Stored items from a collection
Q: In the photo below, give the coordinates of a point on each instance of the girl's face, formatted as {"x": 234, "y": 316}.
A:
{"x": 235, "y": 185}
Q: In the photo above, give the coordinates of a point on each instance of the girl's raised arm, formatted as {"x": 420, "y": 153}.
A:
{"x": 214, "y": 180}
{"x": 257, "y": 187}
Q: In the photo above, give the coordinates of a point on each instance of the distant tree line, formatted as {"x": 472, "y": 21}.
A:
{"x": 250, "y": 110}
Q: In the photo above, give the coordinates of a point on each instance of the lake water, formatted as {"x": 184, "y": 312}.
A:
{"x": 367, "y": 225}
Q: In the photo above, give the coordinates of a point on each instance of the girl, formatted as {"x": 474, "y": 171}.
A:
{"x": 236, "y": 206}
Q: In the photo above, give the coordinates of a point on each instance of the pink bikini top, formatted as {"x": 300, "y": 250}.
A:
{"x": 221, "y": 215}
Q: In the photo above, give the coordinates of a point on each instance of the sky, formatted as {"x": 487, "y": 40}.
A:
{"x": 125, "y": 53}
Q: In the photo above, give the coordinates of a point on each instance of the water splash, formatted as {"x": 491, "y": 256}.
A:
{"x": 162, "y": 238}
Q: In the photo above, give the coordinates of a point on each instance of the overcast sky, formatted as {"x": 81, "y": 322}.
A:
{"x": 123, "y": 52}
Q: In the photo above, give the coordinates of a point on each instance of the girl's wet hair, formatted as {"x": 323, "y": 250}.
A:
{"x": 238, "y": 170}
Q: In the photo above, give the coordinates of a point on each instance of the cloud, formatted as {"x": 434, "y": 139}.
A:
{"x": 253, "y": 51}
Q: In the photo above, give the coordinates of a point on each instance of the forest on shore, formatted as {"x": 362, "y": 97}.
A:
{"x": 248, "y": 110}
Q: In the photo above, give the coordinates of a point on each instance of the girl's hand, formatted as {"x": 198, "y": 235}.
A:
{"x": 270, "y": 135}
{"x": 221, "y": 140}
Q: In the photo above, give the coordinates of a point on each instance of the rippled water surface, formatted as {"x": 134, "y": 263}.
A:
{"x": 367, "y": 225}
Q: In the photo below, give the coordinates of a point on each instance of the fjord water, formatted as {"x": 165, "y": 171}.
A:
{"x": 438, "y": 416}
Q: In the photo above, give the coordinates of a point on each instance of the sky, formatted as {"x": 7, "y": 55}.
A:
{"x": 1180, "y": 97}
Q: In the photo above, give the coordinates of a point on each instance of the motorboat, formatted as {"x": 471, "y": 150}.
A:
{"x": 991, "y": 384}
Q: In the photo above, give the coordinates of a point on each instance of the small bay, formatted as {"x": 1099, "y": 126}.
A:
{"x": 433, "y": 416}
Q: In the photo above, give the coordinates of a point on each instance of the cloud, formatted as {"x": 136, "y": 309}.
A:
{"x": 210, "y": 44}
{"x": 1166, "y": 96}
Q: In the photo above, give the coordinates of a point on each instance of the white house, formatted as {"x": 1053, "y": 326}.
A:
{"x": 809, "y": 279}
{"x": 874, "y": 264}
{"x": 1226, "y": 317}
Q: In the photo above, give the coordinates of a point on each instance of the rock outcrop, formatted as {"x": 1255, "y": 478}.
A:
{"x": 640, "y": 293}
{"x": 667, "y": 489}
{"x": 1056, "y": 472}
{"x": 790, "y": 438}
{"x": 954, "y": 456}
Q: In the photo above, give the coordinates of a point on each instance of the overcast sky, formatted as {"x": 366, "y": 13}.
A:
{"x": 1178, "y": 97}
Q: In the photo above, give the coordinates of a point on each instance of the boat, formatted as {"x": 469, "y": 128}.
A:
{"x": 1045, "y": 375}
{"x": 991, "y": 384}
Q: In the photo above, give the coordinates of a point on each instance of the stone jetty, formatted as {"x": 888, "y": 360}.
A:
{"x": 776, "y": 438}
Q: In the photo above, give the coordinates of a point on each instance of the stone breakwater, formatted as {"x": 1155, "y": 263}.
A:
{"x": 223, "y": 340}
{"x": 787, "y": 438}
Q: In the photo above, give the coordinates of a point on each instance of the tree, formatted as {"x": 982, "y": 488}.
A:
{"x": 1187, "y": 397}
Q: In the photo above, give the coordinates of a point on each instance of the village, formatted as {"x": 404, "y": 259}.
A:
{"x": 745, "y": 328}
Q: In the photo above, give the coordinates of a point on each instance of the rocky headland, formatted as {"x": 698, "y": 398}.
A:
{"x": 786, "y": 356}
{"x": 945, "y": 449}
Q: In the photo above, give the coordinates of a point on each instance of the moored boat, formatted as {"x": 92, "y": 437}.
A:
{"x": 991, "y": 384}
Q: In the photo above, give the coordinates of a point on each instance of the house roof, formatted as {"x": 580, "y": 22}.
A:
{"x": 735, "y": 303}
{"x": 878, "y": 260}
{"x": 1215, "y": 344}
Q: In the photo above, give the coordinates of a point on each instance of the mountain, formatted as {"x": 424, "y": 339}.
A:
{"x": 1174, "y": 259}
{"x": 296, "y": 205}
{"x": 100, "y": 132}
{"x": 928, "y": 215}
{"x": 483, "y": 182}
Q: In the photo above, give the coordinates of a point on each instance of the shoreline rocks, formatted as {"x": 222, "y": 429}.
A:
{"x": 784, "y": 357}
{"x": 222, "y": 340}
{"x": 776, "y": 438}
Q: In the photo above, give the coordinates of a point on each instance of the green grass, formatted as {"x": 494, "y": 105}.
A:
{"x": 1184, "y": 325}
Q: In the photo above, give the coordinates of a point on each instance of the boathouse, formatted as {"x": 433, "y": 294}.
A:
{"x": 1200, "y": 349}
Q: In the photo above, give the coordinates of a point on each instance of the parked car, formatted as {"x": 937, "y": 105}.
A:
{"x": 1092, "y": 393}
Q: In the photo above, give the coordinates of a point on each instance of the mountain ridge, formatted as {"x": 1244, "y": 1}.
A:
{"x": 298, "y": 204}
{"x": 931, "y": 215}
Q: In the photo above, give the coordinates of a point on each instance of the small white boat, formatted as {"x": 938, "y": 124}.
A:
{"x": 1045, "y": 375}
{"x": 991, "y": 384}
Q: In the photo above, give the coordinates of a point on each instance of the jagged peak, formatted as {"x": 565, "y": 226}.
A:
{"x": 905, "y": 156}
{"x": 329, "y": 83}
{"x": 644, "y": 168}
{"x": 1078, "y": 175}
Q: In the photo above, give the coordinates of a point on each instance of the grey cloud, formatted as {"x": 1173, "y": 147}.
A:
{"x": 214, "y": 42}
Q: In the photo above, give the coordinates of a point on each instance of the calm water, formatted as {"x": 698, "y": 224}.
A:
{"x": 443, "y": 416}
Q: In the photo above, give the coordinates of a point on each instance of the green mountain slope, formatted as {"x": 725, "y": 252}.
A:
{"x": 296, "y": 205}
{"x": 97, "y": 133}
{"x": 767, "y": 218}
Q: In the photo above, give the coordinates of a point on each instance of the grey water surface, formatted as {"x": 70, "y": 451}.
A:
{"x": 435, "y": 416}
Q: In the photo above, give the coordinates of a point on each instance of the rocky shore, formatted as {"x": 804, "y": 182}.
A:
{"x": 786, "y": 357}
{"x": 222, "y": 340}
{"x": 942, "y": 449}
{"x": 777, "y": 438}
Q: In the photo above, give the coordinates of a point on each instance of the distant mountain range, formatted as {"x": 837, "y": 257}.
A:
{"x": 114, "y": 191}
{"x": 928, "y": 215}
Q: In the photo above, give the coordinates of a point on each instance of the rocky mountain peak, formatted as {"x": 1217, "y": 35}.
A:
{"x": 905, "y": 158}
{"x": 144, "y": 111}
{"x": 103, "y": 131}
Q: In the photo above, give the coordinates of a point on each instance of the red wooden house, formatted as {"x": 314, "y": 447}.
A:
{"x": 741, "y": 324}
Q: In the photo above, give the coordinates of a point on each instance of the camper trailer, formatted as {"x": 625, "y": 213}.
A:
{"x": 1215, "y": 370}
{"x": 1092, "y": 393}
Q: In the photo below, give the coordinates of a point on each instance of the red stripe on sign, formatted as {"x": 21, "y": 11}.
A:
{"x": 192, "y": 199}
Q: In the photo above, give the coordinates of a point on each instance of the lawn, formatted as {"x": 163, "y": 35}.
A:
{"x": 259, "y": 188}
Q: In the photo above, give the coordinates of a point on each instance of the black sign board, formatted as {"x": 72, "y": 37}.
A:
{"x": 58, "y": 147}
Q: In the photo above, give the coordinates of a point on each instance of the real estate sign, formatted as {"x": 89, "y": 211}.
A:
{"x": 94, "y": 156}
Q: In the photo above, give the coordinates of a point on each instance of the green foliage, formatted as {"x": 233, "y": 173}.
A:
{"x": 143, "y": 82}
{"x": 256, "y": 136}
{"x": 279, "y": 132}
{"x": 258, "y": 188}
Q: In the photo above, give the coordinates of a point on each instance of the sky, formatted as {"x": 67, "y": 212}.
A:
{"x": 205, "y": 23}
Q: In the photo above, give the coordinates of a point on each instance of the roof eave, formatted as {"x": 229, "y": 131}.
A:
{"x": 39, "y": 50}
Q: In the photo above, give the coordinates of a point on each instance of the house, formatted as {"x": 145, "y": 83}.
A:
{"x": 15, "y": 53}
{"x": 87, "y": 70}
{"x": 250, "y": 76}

■ Stated exercise: Starting at the line that contains "the lawn, formatted" and ending at the end of the material, switch "each instance" to "every instance" and write out those lines again with everything else unchanged.

■ Exercise result:
Q: In the photo above, give the coordinates of a point on every instance of the lawn, formatted as {"x": 163, "y": 35}.
A:
{"x": 259, "y": 188}
Q: In the photo above, give the coordinates of a point on every instance of the black sign board, formatted as {"x": 72, "y": 37}.
A:
{"x": 58, "y": 147}
Q: In the photo above, give the coordinates of a point on every instance of the real estate sign, formatted as {"x": 89, "y": 211}.
A:
{"x": 94, "y": 156}
Q: In the photo above, give the coordinates of a point on every instance of the green foliage, formatted as {"x": 233, "y": 173}.
A:
{"x": 143, "y": 82}
{"x": 256, "y": 136}
{"x": 279, "y": 132}
{"x": 258, "y": 188}
Q: In the photo above, give the coordinates of a point on every instance of the sky, formatted as {"x": 67, "y": 212}.
A:
{"x": 205, "y": 23}
Q: In the photo above, give the coordinates of a point on every instance of the roof eave, formatted as {"x": 229, "y": 131}.
A:
{"x": 39, "y": 50}
Q: In the photo above, give the coordinates of a point on every instance of the house, formatted as {"x": 145, "y": 83}.
A:
{"x": 15, "y": 53}
{"x": 87, "y": 70}
{"x": 250, "y": 76}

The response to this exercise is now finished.